* **Required task**
Copy out the lines of the material below word for word, starting at the line with "Reviewer note: every instance of the bundle" and ending at the line with "(286, 1038)", both included.

* **Data records**
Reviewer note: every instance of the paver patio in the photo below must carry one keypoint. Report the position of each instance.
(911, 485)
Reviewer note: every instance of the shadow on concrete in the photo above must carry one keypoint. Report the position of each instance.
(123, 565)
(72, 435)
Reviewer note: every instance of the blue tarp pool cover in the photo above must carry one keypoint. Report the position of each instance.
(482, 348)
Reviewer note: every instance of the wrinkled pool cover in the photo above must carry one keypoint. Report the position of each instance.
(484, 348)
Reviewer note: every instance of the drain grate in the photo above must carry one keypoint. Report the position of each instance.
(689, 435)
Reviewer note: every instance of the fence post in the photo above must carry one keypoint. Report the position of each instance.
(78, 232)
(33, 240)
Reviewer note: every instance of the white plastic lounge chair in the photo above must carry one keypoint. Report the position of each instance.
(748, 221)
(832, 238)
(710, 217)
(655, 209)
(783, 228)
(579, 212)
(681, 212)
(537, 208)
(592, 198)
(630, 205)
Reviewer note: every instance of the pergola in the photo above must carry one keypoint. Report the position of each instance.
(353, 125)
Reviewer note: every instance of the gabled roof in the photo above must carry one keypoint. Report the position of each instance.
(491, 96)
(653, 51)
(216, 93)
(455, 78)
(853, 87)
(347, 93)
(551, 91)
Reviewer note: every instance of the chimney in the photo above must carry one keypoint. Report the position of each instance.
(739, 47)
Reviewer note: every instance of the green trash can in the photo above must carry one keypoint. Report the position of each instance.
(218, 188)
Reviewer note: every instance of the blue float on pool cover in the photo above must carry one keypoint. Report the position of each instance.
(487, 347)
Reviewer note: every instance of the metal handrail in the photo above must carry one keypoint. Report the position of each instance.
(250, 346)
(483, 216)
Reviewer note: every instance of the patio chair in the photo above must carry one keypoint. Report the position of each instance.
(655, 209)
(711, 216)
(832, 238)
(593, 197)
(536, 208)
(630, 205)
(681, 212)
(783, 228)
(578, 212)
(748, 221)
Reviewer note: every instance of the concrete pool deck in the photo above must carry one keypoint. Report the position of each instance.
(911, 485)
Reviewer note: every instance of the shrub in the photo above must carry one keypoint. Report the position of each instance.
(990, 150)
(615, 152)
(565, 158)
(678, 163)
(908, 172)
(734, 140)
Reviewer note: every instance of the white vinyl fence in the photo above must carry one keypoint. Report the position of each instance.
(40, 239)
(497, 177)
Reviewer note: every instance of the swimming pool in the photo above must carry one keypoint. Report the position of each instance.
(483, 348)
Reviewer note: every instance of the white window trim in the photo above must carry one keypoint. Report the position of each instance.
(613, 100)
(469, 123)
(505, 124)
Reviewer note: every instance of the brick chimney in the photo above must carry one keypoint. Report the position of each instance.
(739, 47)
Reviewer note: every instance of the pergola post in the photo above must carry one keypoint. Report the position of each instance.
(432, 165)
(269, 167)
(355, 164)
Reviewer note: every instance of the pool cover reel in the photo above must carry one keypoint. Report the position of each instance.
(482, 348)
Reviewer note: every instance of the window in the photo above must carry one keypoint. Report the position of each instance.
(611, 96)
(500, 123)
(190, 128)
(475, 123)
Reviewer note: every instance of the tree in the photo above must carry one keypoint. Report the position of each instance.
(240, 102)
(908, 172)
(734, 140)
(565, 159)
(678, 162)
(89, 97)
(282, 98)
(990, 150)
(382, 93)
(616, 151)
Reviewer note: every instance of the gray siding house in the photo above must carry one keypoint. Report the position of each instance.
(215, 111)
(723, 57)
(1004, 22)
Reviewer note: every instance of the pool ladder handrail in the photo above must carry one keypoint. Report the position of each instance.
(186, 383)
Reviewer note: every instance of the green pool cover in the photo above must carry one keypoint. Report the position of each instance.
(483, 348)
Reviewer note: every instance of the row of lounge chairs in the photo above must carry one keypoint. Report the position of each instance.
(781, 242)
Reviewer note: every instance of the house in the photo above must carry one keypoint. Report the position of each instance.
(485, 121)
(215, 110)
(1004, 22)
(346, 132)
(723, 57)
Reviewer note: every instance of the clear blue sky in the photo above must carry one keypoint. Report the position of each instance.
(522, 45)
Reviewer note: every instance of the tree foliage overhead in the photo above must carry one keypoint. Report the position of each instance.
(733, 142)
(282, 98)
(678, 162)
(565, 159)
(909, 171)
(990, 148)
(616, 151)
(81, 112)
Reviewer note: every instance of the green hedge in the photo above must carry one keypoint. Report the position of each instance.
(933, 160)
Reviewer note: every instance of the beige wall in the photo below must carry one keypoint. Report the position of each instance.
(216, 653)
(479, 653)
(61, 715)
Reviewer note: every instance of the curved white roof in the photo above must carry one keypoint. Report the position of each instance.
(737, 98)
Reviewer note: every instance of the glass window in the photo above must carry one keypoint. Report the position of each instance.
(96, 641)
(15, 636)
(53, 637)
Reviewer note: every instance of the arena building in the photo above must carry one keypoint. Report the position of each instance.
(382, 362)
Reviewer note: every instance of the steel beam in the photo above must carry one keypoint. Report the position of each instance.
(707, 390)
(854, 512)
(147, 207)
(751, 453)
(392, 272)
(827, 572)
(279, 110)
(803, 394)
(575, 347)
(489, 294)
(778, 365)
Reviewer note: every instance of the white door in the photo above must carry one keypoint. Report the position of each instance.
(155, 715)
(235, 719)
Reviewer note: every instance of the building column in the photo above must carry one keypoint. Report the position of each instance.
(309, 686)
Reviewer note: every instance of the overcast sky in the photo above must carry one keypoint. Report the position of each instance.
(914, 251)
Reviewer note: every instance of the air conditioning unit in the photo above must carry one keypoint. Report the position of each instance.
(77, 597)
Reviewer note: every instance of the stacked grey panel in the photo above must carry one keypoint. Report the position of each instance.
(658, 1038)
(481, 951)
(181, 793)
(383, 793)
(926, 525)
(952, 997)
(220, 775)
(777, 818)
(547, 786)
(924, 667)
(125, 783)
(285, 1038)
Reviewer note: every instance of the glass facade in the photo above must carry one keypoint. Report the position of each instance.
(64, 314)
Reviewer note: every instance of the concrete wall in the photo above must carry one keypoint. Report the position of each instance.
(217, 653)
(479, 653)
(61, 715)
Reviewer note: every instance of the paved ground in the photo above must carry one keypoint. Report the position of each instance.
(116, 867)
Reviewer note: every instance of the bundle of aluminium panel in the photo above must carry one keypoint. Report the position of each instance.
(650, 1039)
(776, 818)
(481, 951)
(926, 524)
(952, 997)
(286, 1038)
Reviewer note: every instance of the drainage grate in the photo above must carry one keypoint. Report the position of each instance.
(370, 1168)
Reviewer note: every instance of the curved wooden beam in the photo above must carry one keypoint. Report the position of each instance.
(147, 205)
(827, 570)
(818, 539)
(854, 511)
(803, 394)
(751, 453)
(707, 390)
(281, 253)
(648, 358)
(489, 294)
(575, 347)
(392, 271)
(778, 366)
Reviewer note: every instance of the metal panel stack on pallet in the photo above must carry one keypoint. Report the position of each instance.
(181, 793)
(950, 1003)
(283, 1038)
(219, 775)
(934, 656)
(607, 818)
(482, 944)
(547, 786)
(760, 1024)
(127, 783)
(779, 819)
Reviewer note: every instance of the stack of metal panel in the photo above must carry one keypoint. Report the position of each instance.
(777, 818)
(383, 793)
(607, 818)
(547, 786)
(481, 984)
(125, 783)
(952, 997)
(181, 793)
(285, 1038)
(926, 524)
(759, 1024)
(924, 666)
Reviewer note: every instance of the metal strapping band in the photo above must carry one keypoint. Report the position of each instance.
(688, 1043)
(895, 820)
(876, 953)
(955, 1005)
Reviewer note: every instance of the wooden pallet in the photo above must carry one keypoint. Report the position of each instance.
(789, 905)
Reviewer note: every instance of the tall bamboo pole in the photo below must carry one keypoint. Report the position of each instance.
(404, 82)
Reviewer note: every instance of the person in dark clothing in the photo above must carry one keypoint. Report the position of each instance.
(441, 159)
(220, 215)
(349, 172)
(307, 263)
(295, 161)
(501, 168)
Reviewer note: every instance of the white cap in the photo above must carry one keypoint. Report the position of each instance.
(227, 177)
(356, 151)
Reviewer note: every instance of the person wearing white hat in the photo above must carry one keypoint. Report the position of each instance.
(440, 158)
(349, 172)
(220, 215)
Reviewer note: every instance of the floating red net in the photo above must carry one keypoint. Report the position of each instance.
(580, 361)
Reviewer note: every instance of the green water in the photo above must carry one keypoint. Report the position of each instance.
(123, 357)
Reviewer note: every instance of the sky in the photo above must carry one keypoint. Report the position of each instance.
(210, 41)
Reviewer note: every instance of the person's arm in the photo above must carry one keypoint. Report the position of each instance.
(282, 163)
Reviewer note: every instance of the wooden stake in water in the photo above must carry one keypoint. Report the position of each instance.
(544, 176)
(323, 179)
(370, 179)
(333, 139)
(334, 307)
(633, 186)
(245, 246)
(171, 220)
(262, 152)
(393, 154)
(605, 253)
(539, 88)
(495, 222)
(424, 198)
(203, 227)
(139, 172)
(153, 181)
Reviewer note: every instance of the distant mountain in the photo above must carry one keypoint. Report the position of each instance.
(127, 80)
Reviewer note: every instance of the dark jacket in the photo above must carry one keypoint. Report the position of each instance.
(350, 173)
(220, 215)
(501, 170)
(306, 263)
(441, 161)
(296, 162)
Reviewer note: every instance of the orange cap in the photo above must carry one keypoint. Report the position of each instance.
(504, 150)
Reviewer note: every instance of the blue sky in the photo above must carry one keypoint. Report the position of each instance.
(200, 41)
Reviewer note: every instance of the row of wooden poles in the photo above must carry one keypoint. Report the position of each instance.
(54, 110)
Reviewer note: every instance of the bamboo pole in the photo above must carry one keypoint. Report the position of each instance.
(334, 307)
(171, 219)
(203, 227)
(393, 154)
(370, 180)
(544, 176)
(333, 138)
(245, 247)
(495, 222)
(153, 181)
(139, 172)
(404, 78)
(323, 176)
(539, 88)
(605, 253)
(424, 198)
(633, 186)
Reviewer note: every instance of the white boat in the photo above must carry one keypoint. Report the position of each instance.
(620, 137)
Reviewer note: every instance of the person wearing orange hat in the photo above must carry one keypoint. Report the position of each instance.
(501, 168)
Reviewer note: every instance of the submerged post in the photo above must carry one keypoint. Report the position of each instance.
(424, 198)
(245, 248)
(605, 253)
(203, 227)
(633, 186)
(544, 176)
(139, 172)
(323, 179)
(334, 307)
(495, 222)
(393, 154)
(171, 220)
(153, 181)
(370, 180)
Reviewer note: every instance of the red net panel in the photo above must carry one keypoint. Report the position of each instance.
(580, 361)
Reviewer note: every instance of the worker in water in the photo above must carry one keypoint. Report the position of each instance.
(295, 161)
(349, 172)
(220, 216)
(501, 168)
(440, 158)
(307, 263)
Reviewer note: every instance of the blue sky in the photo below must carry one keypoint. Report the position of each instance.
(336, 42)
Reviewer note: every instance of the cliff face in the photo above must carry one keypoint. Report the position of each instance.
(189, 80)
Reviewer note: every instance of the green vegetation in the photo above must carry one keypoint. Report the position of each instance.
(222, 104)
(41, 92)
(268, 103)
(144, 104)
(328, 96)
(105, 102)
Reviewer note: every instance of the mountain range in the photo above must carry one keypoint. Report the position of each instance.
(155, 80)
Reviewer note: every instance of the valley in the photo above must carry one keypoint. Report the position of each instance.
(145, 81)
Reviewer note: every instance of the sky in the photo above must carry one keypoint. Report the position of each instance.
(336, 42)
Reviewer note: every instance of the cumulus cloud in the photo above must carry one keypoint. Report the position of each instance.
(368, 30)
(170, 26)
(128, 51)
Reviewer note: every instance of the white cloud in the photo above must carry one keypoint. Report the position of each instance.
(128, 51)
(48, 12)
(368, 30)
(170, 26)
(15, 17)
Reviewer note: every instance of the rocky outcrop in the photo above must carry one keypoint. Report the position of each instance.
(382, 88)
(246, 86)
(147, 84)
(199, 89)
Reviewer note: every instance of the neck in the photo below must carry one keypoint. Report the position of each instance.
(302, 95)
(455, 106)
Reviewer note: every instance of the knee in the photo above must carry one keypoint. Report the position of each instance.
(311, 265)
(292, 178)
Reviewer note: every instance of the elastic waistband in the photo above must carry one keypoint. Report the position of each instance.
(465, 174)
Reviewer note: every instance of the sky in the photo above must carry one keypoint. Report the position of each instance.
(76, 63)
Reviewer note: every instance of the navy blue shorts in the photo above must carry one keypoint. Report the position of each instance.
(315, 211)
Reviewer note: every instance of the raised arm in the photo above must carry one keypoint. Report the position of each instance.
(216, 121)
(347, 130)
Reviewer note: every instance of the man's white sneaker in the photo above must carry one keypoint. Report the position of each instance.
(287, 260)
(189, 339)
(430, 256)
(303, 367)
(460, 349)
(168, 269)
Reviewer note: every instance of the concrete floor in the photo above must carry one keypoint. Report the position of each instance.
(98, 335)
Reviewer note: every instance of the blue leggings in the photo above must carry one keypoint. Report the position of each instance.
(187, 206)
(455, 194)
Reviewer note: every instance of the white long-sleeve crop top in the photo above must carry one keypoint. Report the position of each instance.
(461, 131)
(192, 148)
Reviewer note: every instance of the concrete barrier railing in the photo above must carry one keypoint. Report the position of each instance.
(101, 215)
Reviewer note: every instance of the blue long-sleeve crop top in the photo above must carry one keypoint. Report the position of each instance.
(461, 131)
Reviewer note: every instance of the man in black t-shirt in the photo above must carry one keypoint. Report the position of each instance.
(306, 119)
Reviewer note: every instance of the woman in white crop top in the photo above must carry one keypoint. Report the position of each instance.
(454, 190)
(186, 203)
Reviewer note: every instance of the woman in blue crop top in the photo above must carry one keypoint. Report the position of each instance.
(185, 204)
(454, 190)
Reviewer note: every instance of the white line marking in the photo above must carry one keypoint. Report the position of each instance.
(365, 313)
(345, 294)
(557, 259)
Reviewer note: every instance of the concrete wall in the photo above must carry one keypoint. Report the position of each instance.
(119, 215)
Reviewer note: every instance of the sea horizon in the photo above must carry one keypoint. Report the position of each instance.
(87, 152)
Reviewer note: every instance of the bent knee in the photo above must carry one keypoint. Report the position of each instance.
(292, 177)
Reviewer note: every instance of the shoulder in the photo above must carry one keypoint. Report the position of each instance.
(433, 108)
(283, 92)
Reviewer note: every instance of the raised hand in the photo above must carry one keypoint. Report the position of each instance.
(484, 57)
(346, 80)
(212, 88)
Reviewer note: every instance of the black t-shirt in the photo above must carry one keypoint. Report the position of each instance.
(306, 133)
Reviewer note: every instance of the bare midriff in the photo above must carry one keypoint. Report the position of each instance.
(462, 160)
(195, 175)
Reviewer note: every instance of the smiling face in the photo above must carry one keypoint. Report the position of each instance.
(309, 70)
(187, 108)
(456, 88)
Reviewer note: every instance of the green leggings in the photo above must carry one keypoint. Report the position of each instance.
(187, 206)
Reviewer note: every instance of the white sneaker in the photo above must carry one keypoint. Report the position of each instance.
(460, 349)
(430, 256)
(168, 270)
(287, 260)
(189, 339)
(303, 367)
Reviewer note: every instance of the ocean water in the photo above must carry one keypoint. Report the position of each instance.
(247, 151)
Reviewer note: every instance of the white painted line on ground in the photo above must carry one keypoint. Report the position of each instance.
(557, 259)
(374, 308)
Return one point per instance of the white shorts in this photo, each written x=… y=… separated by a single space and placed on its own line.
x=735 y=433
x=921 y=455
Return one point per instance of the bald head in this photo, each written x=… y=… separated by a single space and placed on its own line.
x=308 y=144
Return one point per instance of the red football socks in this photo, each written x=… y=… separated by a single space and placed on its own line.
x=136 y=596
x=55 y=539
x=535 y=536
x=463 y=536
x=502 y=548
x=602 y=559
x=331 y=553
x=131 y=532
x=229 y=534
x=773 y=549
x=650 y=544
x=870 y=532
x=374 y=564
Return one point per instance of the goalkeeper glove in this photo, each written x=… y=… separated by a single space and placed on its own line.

* **Exercise result**
Reviewer note: every instance of the bundle of aluminium panel in the photo above must carry one keypoint. Report the position of each instance.
(650, 1039)
(776, 818)
(481, 951)
(926, 524)
(952, 997)
(286, 1038)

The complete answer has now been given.